*** SUPPLIED MATERIAL Section Begins ***
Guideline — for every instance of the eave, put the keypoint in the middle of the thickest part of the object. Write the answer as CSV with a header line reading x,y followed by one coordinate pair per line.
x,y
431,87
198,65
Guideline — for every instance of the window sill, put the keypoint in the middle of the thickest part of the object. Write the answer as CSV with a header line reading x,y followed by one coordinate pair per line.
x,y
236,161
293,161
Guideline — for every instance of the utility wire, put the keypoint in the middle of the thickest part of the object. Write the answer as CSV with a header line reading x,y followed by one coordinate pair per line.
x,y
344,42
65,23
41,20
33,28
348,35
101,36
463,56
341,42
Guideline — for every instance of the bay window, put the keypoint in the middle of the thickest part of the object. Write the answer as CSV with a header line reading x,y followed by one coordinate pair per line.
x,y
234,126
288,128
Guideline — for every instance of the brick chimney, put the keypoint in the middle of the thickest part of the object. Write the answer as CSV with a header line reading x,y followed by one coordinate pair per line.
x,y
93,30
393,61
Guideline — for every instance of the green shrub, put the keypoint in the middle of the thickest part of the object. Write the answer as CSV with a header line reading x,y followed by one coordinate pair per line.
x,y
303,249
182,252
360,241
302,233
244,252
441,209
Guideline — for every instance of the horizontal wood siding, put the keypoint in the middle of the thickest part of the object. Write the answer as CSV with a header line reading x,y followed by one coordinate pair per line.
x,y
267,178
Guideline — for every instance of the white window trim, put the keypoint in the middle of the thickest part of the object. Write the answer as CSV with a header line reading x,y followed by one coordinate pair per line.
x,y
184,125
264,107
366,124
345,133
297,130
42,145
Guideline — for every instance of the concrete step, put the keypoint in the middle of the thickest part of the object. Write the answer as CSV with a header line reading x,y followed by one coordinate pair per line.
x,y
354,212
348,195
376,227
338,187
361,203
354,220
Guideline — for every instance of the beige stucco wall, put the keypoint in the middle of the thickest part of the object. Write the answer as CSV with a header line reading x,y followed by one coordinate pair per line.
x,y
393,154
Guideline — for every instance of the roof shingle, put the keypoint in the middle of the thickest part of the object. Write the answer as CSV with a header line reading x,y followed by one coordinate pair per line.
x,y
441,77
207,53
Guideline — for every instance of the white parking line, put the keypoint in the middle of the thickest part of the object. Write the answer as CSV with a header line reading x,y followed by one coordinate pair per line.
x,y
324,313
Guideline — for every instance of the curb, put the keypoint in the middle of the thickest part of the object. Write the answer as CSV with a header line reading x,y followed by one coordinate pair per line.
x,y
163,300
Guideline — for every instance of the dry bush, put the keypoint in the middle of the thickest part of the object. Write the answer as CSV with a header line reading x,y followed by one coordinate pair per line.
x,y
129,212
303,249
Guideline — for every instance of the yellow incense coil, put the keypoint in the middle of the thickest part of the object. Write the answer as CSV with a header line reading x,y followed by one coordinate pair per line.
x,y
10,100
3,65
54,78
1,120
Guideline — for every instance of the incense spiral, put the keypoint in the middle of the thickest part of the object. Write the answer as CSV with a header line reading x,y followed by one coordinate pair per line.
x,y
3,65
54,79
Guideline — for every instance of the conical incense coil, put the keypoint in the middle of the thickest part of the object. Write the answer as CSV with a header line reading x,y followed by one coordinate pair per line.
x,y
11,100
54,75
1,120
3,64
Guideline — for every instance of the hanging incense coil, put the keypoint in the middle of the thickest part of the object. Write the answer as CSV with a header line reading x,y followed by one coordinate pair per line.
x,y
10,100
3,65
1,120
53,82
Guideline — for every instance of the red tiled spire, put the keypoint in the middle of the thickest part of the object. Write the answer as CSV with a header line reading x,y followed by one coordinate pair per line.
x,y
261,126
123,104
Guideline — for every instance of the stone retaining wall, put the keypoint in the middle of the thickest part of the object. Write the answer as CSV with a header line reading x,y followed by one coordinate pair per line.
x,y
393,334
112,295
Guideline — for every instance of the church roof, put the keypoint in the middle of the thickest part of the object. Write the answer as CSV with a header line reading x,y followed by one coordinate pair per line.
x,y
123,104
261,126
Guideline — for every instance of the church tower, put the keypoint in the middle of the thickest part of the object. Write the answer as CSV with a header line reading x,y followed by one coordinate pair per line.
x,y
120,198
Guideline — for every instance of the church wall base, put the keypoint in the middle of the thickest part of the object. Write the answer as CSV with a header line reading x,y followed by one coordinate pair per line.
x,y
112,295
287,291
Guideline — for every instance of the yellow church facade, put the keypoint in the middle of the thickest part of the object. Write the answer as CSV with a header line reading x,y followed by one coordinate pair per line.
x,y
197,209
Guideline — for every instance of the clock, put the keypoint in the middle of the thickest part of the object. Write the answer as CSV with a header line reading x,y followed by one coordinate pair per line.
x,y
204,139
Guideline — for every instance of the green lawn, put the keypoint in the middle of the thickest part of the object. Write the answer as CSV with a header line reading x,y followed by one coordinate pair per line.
*** SUPPLIED MATERIAL Section Ends ***
— YOUR INSTRUCTIONS —
Once more, print all the records exactly.

— ANSWER FOR THE TASK —
Guideline — for every instance of the eave, put the keypoint in the middle of the thickest part of the object. Write the answer as CSV with a header line reading x,y followed by one coordinate pair per line.
x,y
431,87
198,65
Guideline — for every instance of the window sill, put the keypoint in the middle of the thickest part of the object. Write the answer as CSV with a header line reading x,y followed by one coordinate pair per line.
x,y
236,161
293,161
Guideline — for every instance of the utility wire, put the keypoint in the middle of the thickest part of the object. Write the answer as CSV with a header line reading x,y followed by one coordinate pair per line.
x,y
344,42
65,23
41,20
33,28
348,35
101,36
463,56
341,42
Guideline — for every instance of the bay window, put the keypoint in the middle of the thickest part of the object. Write the answer as CSV with a header line reading x,y followed by one coordinate pair per line.
x,y
234,126
288,128
Guideline — for every instance of the brick chimney, put the keypoint in the middle of the thickest part of the object. Write the answer as CSV with a header line reading x,y followed by one coordinate pair per line.
x,y
93,30
393,61
Guideline — for every instance of the green shrub, put the keypoint in the middle of the thickest part of the object. Write the answer as CSV with a header line reading x,y followed by one coordinate pair per line.
x,y
303,249
182,252
360,241
302,233
244,252
441,209
Guideline — for every instance of the horizontal wood siding, put the keypoint in the middle of the thickest part of the object. Write the answer as CSV with a header line reading x,y followed by one coordinate pair per line.
x,y
267,178
Guideline — for every instance of the white window trim, put the keypoint in the middle of the thickest part of the object. Write the answer as CSV with a header line reading x,y followed by one coordinate pair per line.
x,y
184,125
264,107
366,124
345,133
297,130
42,145
Guideline — for every instance of the concrete step, put the keypoint in the middle of the thickest part of the object. Write the answer as CSV with a header line reading x,y followed by one coordinate pair per line.
x,y
354,212
348,195
376,227
338,187
361,203
354,220
Guideline — for every instance of the beige stucco wall, put the keypoint in the middle of the thickest part of the object. Write the answer as CSV with a header line reading x,y followed by one coordinate pair per line.
x,y
393,154
Guideline — for every instance of the roof shingle, put the keypoint in the middle of the thickest part of the object. Write the answer as CSV with a header line reading x,y followed by one coordinate pair per line.
x,y
441,77
207,53
Guideline — for every instance of the white parking line, put the keypoint in the middle of the thickest part of the object. Write the answer as CSV with a header line reading x,y followed by one coordinate pair per line.
x,y
324,313
Guideline — for every instance of the curb, put the keypoint in the middle of the thickest part of the object. Write the answer as CSV with a header line reading x,y followed by one coordinate pair per line.
x,y
163,300
Guideline — for every instance of the dry bush, put the keypoint in the middle of the thickest part of the object. Write the answer as CSV with a header line reading x,y followed by one coordinate pair per line.
x,y
129,212
303,249
Guideline — for every instance of the yellow incense coil, put the keypoint in the middle of the thickest part of the object. Write the answer as CSV with a header line reading x,y followed by one coordinate pair per line.
x,y
10,100
3,65
54,78
1,120
Guideline — for every instance of the incense spiral, put the keypoint in the middle of the thickest part of the object. Write the answer as CSV with a header line reading x,y followed by one coordinate pair per line.
x,y
3,65
54,79
Guideline — for every instance of the conical incense coil, put the keypoint in the middle of the thickest part of the object. Write the answer as CSV with a header line reading x,y followed by one coordinate pair per line.
x,y
11,100
54,75
1,120
3,64
Guideline — for every instance of the hanging incense coil, put the keypoint in the middle of the thickest part of the object. Write the answer as CSV with a header line reading x,y followed by one coordinate pair per line.
x,y
10,100
3,65
1,120
53,82
Guideline — for every instance of the red tiled spire, put the keypoint in the middle of the thickest part of the object. Write the answer as CSV with a header line reading x,y followed by one coordinate pair per line.
x,y
261,126
123,104
Guideline — for every instance of the stone retaining wall, put the keypoint in the middle of the thickest part of the object. Write the answer as CSV with a header line reading x,y followed by one coordinate pair per line.
x,y
393,334
112,295
Guideline — for every instance of the church roof, put the keypoint in the middle of the thickest part of the object. Write the answer as CSV with a header line reading x,y followed by one coordinate pair per line.
x,y
123,104
261,126
Guideline — for every instance of the church tower, put the keypoint in the middle of the thickest part of the object. Write the answer as CSV with a header line reading x,y followed by one coordinate pair per line.
x,y
120,198
Guideline — for every instance of the church wall base, put the keypoint in the middle of the thickest part of the object. Write the answer as CSV with a header line reading x,y followed by one coordinate pair per line.
x,y
112,295
287,291
Guideline — for every instance of the yellow church facade, put the keypoint in the middle of the thickest part of the object. Write the answer as CSV with a header line reading x,y followed by one coordinate pair per line.
x,y
197,209
Guideline — for every instance of the clock, put the keypoint in the middle of the thickest part of the object. Write the answer as CSV with a header line reading x,y followed by one coordinate pair per line.
x,y
204,139
Guideline — for every instance of the green lawn, put the keypoint in the middle of the thickest part of the object. Write the answer as CSV with a header line reading x,y followed by one coordinate pair per line.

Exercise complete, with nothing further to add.